* **WHAT IS REQUIRED**
Each line from the one containing "Point out the chrome windshield" to the end of the records below should be restated word for word; please leave out all other lines.

* **INFORMATION**
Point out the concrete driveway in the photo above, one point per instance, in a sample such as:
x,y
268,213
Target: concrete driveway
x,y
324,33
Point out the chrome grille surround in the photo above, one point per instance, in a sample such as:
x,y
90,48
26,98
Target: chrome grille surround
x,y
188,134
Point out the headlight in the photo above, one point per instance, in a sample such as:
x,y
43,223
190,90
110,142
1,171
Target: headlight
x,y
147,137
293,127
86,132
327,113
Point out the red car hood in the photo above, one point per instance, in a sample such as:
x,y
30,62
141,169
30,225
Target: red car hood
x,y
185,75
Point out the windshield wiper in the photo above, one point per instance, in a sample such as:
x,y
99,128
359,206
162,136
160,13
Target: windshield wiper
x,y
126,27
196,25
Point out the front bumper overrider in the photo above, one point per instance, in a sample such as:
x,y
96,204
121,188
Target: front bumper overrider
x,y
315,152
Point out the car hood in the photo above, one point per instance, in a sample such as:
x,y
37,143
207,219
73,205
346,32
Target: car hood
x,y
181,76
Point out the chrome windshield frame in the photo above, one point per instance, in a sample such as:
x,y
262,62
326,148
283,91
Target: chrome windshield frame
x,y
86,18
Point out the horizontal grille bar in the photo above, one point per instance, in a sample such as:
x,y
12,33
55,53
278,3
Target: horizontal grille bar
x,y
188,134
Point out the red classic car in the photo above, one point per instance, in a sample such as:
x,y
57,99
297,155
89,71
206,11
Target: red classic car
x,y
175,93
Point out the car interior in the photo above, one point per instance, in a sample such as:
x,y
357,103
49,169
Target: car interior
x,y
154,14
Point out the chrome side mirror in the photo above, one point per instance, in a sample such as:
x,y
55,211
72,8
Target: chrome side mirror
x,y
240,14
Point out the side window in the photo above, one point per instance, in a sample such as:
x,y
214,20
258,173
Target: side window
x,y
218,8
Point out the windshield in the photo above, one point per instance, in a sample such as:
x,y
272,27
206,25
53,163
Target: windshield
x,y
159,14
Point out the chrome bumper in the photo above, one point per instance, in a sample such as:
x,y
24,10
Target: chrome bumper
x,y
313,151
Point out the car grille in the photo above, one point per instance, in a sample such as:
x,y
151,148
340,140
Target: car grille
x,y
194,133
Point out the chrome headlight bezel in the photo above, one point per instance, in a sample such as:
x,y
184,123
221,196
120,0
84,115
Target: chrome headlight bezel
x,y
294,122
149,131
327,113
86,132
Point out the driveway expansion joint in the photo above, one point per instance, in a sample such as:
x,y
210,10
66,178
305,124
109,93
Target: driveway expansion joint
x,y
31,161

* **TASK SOLUTION**
Point out the chrome windshield frame in the photo above, one point per instance, in a sample such as:
x,y
262,62
326,148
283,91
Target: chrome windshield frame
x,y
86,18
Point out the horizontal grille bar in the photo above, one point per instance, in a sample such as:
x,y
12,33
55,53
278,3
Target: horizontal grille bar
x,y
188,134
Point out the red classic car in the photo above, one point per instance, in a sample such as:
x,y
57,99
297,155
89,71
206,11
Target: red classic car
x,y
175,93
Point out the car interior in the photo above, one point per instance, in a sample such as:
x,y
357,103
49,169
Target: car interior
x,y
154,14
Point out the chrome side mirror in the photo above, one point per instance, in a sample such as:
x,y
55,211
72,8
Target: chrome side mirror
x,y
240,14
Point out the side window in the photo above, one point per instance, in a sample such as:
x,y
214,20
258,173
Target: side window
x,y
218,8
Point out the windshield in the photo above, one point per instance, in a sample such as:
x,y
272,27
206,25
53,163
Target: windshield
x,y
159,14
Point out the chrome bumper in the photo above, one point per instance, in a sample such as:
x,y
24,10
Target: chrome bumper
x,y
313,151
Point out the car grille in the photo above, one point per instance, in a sample such as:
x,y
151,148
340,140
Target: car grille
x,y
194,133
Point out the chrome headlight bezel in the photo above, one point per instance, in a sample such as:
x,y
184,123
221,196
120,0
84,115
Target: chrome headlight bezel
x,y
294,122
149,131
327,113
86,132
Point out the driveway expansion joint in the photo above, one point per instance, in a sample such as:
x,y
210,10
66,178
305,124
109,93
Target: driveway expansion joint
x,y
31,161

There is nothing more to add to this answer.